Whamcloud - gitweb
LU-16235 hsm: get a valid cookie for RAoLU request 50/51850/11
authorEtienne AUJAMES <etienne.aujames@cea.fr>
Wed, 2 Aug 2023 09:27:41 +0000 (11:27 +0200)
committerOleg Drokin <green@whamcloud.com>
Mon, 2 Dec 2024 05:41:32 +0000 (05:41 +0000)
Add a way to get a valid cookie when nobody initializes
cdt_last_cookie.

RAoLU policy is allowed to queue a remove request with the
coordinator stopped. In that cases cdt_last_cookie can not be yet
initialize and the remove request can be queued with a conflicting
cookie.

This patch adds cdt_update_last_cookie() that reverses process the hsm
llog and stops at the first non-cancel action to determine the last
cookie.

Add the regression test sanity-hsm 26e.

Test-Parameters: testlist=sanity-hsm
Test-Parameters: testlist=sanity-hsm
Test-Parameters: testlist=sanity-hsm
Test-Parameters: testlist=sanity-hsm env=ONLY=26e,ONLY_REPEAT=30
Signed-off-by: Etienne AUJAMES <eaujames@ddn.com>
Signed-off-by: Nikitas Angelinas <nikitas.angelinas@hpe.com>
Change-Id: I6468a24b95fcb8768e12f40edfcea3ce8407281f
Reviewed-on: https://review.whamcloud.com/c/fs/lustre-release/+/51850
Tested-by: jenkins <devops@whamcloud.com>
Tested-by: Maloo <maloo@whamcloud.com>
Reviewed-by: Andreas Dilger <adilger@whamcloud.com>
Reviewed-by: Oleg Drokin <green@whamcloud.com>
lustre/mdt/mdt_coordinator.c
lustre/mdt/mdt_hsm_cdt_actions.c
lustre/tests/sanity-hsm.sh

index 5794e95..2dce801 100644 (file)
@@ -1000,9 +1000,9 @@ static int hsm_restore_cb(const struct lu_env *env,
 
        larr = (struct llog_agent_req_rec *)hdr;
        hai = &larr->arr_hai;
-       if (hai->hai_cookie >= cdt->cdt_last_cookie) {
+       if (hai->hai_cookie > cdt->cdt_last_cookie) {
                /* update the cookie to avoid collision */
-               cdt->cdt_last_cookie = hai->hai_cookie + 1;
+               cdt->cdt_last_cookie = hai->hai_cookie;
        }
 
        if (hai->hai_action != HSMA_RESTORE ||
@@ -1039,8 +1039,9 @@ out:
  */
 static int mdt_hsm_pending_restore(struct mdt_thread_info *mti)

▶ _Data shown_
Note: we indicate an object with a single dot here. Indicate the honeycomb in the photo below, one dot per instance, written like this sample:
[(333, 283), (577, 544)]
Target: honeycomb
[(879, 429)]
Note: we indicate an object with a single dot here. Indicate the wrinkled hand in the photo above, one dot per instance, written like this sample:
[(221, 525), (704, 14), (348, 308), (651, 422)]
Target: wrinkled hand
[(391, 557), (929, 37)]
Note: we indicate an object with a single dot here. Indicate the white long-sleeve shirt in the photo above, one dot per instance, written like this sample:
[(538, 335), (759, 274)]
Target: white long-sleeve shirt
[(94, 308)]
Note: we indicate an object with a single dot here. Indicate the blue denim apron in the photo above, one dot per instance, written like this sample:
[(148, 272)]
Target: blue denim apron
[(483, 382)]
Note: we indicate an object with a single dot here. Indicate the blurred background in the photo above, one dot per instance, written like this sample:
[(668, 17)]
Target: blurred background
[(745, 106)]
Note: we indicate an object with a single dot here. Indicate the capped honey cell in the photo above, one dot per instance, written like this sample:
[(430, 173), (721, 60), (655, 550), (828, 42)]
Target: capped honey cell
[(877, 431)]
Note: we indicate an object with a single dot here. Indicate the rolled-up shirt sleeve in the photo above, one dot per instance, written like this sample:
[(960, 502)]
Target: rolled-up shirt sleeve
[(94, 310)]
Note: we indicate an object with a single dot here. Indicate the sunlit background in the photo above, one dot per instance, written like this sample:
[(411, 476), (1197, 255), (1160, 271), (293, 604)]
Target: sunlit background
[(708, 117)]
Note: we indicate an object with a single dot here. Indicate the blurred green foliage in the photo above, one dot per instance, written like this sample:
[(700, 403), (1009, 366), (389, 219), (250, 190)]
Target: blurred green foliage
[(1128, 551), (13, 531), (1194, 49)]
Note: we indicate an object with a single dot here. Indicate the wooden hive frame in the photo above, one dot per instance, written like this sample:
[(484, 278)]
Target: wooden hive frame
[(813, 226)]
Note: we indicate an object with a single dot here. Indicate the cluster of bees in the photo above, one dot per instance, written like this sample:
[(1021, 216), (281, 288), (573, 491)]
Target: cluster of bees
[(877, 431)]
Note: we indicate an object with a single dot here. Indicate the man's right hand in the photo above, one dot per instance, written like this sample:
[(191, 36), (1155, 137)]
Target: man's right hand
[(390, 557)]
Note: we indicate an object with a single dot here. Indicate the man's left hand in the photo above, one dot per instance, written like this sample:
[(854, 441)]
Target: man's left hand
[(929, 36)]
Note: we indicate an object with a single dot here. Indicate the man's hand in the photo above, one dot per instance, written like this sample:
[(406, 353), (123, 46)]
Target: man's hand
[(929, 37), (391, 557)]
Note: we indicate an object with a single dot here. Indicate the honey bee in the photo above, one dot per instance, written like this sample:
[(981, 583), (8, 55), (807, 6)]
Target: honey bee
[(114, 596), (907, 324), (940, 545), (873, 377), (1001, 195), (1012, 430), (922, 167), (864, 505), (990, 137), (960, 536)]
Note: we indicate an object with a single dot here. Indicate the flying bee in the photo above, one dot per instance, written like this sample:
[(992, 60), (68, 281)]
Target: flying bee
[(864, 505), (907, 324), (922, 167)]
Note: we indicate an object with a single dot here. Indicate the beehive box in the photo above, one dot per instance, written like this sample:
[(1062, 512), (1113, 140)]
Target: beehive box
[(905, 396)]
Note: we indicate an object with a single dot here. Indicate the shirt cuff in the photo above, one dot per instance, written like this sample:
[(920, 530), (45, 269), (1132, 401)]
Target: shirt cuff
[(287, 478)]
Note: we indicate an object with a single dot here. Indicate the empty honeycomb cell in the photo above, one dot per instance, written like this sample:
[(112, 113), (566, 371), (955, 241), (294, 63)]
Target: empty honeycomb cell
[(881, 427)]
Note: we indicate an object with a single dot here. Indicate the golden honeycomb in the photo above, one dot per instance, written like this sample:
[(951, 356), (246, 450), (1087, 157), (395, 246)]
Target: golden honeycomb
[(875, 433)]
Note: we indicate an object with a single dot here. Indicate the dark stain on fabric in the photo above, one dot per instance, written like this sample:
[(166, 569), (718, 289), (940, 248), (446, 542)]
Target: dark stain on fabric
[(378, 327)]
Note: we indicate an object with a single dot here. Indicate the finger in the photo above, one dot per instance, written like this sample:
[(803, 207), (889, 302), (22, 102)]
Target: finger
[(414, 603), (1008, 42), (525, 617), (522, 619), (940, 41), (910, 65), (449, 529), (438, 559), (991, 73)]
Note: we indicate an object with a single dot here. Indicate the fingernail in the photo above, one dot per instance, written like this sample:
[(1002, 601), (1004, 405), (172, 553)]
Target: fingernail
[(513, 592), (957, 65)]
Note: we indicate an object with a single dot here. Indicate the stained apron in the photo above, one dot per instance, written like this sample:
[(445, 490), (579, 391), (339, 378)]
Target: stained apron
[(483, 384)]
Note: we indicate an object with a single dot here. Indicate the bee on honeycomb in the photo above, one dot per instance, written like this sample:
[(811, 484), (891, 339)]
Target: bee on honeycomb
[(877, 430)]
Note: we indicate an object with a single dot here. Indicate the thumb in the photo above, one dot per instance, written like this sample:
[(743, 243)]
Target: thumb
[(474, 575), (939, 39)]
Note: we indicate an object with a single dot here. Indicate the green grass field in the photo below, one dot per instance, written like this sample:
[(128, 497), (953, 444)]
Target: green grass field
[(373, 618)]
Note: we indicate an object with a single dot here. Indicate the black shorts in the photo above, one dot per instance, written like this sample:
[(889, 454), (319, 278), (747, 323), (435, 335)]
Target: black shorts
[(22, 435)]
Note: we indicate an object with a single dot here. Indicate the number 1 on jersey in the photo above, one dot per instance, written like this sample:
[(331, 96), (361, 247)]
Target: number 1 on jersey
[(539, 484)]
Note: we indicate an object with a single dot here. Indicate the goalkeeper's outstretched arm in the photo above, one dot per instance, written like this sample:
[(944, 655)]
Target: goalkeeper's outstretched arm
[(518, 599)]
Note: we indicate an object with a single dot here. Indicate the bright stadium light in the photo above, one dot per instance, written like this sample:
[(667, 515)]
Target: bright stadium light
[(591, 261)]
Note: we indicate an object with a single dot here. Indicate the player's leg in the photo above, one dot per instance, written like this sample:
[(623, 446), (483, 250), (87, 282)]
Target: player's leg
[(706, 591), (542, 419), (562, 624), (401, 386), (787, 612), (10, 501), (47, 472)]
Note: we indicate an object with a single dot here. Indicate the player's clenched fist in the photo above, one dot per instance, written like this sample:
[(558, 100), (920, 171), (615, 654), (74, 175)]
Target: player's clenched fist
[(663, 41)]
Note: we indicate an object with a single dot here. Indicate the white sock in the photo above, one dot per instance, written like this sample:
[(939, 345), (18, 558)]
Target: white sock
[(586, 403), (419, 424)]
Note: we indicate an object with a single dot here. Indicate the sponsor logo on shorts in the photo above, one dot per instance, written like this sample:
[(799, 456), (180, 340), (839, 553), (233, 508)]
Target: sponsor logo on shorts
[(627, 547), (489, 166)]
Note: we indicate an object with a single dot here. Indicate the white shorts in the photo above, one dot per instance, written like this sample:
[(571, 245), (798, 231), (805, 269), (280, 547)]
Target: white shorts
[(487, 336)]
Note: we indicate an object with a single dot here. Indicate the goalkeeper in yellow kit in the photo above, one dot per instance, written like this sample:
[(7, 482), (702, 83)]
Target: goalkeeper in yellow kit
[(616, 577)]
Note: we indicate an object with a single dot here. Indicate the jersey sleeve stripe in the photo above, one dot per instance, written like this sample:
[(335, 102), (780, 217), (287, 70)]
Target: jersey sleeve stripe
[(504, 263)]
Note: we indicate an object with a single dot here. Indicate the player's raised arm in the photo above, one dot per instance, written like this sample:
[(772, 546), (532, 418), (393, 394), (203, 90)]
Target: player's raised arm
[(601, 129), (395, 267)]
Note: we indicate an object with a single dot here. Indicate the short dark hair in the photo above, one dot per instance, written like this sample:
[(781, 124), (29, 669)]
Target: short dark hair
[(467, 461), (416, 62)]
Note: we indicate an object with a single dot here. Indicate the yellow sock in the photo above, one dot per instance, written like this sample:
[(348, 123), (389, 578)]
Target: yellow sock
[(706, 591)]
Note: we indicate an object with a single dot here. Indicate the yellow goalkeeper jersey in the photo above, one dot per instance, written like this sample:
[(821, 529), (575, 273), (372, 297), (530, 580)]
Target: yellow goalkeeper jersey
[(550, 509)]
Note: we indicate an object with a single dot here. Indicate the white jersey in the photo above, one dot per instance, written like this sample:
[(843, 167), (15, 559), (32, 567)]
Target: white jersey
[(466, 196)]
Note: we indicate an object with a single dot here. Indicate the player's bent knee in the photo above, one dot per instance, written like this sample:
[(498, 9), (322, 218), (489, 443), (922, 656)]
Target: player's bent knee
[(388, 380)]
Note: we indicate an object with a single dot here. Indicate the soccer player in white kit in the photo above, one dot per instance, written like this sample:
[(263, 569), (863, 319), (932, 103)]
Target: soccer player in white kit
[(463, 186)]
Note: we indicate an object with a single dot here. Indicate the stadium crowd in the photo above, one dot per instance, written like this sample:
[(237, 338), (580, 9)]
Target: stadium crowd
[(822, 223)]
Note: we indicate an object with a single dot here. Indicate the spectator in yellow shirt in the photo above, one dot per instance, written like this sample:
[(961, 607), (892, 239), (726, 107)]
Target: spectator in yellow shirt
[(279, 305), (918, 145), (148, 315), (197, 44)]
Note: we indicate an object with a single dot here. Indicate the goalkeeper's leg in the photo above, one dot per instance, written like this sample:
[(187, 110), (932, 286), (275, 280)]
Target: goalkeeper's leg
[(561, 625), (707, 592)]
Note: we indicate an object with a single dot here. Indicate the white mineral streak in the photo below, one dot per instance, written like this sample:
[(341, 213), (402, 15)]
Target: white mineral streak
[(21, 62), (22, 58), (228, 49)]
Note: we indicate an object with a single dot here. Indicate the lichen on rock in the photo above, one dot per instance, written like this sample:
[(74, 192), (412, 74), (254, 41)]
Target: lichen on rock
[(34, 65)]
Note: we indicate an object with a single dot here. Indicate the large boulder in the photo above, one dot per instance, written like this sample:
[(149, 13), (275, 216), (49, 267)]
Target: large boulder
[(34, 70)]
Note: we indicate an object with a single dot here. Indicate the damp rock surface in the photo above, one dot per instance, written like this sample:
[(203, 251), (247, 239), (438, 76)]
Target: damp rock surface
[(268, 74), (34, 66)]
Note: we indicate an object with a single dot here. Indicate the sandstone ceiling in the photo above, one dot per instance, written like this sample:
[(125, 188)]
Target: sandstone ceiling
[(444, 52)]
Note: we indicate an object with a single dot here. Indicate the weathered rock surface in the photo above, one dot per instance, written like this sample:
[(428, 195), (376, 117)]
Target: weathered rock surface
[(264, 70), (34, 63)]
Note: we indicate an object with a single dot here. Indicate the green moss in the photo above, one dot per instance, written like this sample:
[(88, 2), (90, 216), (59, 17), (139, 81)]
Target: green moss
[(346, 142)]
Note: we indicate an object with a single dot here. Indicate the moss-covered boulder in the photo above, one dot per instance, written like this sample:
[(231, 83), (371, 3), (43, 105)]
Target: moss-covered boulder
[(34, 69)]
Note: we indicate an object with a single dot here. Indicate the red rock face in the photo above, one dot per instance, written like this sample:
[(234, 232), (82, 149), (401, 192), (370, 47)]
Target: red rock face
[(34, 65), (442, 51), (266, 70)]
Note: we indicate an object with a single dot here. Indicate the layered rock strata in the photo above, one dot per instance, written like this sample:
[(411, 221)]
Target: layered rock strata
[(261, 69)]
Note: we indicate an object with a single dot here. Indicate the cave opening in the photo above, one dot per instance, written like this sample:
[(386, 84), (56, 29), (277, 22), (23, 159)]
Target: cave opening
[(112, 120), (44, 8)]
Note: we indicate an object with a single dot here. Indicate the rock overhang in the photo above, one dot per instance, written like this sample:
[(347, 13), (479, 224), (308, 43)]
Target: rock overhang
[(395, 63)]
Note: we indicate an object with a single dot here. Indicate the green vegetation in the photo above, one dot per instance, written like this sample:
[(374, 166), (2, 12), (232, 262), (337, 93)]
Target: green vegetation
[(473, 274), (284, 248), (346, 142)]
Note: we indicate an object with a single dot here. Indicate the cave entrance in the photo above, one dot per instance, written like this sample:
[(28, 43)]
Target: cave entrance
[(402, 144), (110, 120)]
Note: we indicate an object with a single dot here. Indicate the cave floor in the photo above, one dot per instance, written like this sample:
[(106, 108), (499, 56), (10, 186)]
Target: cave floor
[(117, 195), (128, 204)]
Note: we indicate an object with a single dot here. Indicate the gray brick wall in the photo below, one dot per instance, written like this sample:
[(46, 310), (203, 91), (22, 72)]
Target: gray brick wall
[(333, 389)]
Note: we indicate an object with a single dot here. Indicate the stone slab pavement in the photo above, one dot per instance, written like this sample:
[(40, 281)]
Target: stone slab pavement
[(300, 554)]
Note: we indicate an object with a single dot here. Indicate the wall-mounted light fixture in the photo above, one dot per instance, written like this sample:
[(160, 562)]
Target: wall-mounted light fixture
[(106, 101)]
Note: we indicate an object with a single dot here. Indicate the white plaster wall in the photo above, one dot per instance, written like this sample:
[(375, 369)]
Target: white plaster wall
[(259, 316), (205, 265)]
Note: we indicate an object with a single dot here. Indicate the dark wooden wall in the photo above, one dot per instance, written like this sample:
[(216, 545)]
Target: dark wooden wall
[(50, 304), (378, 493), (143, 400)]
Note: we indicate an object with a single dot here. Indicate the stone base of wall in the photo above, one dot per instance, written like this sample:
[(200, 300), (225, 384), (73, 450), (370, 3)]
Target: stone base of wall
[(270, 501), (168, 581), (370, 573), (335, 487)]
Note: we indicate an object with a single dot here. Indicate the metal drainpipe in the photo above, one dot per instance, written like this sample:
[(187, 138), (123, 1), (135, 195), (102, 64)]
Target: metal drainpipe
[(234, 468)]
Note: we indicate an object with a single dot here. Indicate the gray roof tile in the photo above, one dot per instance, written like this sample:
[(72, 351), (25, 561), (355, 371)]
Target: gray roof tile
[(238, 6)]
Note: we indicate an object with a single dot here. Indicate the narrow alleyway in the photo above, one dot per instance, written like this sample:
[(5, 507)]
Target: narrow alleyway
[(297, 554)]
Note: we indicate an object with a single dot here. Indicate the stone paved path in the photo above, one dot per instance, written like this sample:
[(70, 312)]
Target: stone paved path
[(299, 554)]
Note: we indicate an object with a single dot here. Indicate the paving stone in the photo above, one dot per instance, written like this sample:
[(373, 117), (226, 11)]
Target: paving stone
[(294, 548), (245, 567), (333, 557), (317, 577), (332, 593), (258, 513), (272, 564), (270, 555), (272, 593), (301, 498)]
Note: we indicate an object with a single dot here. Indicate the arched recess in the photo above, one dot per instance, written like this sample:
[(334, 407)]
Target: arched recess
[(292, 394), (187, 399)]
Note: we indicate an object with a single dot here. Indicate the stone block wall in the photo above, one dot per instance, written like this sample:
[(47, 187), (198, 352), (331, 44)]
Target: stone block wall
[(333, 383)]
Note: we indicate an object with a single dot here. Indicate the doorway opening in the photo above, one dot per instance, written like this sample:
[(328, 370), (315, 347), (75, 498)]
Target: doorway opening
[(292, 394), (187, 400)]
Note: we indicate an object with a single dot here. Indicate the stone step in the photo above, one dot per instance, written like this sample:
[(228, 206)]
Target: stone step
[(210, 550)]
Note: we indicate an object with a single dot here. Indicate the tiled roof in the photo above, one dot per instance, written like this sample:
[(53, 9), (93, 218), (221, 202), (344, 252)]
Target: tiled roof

▶ _Aim A_
Repeat the part of the commit page between "Add a way to g" and "Add the regression test sanity-hsm 26e.", inclusive.
▶ _Aim B_
Using the commit page, answer yes or no to each statement below and quote the words that decide it. (i) The patch adds a function named cdt_update_last_cookie(). (ii) The regression test added is sanity-hsm 26f. (iii) The RAoLU policy may queue a remove request while the coordinator is stopped.

▶ _Task result A_
Add a way to get a valid cookie when nobody initializes
cdt_last_cookie.

RAoLU policy is allowed to queue a remove request with the
coordinator stopped. In that cases cdt_last_cookie can not be yet
initialize and the remove request can be queued with a conflicting
cookie.

This patch adds cdt_update_last_cookie() that reverses process the hsm
llog and stops at the first non-cancel action to determine the last
cookie.

Add the regression test sanity-hsm 26e.

▶ _Task result B_
(i) Yes: "This patch adds cdt_update_last_cookie() that reverses process the hsm llog"
(ii) No: "Add the regression test sanity-hsm 26e."
(iii) Yes: "RAoLU policy is allowed to queue a remove request with the coordinator stopped."